People & Markets Loans Equities

Asia IB fees rise amid China boom

 | Updated:  |  IFR Asia 1403 - 4 Oct 2025 - 10 Oct 2025  | 

Investment banking fees improved in Asia Pacific ex-Japan in the first nine months of this year, climbing 23.9% as a rebound in Greater China equity activity boosted wallets.

So far this year banks earned US$18.6bn in fees, marking the first year-on-year increase in fee income for the January to September period since 2021, according to LSEG data. Fee income for the third quarter rose 10% to US$6.2bn. 

Fees from all asset classes are up this year, with equities jumping 47.9% to US$3.7bn for the first nine months and bonds climbing 15.5% to US$10.6bn. Fees from loans edged 3.4% higher to US$1.8bn and mergers and acquisitions earned banks US$2.5bn in fees, up 55.4% from a year earlier.  

The top five fee earners for the first nine months were all Chinese banks.

Citic, which comprises Citic Securities and Citic CLSA, was the top earner as it raked in US$1.1bn for a 5.7% market share. The bank's fee income from equities surged 120% to US$252.1m. Citic was the top earner from IPOs, bringing in US$94.3m for the nine-month period. 

Bank of China and China Securities took second and third places, earning US$678.2m and US$606.6m, respectively.

In fourth place, China International Capital Corporation earned US$587.7m in fees in the first nine months of the year, up 40% from a year earlier. CICC’s fee income from equity capital markets deals jumped 120% from a year ago to US$166.2m. The bank’s earnings from follow-ons surged 244% to US$105.7m. 

Guotai Haitong Securities came in fifth, earning US$538.8m for the period.

Deal activity in Greater China has picked up significantly this year, with a surge in A-to-H share listings, follow-ons and equity-linked deals keeping ECM bankers busy. Fundraising from China’s technology sector amid optimism linked to artificial intelligence and renewed government support for the sector has been a significant driver, while improved liquidity because of the US Federal Reserve's rate cuts and policy support from China is boosting activity in the consumer, healthcare and commodity sectors as well. The uptick has prompted a rebound in hiring, especially for Chinese bankers, from mainland and global banks.

“This year has been a very busy year for the Hong Kong market with strong growth compared to the same period last year and year before,” a Hong Kong based banker with a Chinese bank said.

“We did think this year will be better and we expected a recovery from the last two-three years, but we didn’t expect it to be this strong. It has beaten my expectations in a good way. Market sentiment is still very strong and bullish, and hopefully will spill over into next year,” the banker said.

Global banks are also benefiting from the rebound in activity from China, with three of them in the top 10 fee earners in Asia Pacific during the nine-month period. Morgan Stanley took the sixth spot after it earned US$491m, UBS came in eighth with a fee income of US$449.3m and Goldman Sachs took 10th place with fees of US$390m.

====

* **GIVEN INSTRUCTION 1**:
According to the article on Asia investment banking fees, which bank earned the most fees in the first nine months, and what market share did that give it?
* **GIVEN INSTRUCTION 2**:
Check each statement against the article on Asia investment banking fees and say whether it agrees: (a) Fees from loans fell this year. (b) Goldman Sachs took 10th place among fee earners. (c) Fee income for the third quarter rose 10%. Support each yes or no with the text's own words.
* **GIVEN INSTRUCTION 3**:
Write out the article on Asia investment banking fees from "Asia IB fees" up to and including "activity boosted wallets.", replacing "wallets" with "fee pools".

* **PROVIDED DATA**:

====

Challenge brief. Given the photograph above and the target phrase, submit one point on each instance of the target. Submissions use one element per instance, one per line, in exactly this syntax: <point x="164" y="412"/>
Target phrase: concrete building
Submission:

====

* **CORRECT RESPONSE 1**:
Citic was the top earner, with US$1.1bn in fees for a 5.7% market share.

* **CORRECT RESPONSE 2**:
(a) No: "Fees from loans edged 3.4% higher to US$1.8bn"
(b) Yes: "Goldman Sachs took 10th place with fees of US$390m"
(c) Yes: "Fee income for the third quarter rose 10% to US$6.2bn"

* **CORRECT RESPONSE 3**:
Asia IB fees rise amid China boom

 | Updated:  |  IFR Asia 1403 - 4 Oct 2025 - 10 Oct 2025  | 

Investment banking fees improved in Asia Pacific ex-Japan in the first nine months of this year, climbing 23.9% as a rebound in Greater China equity activity boosted fee pools.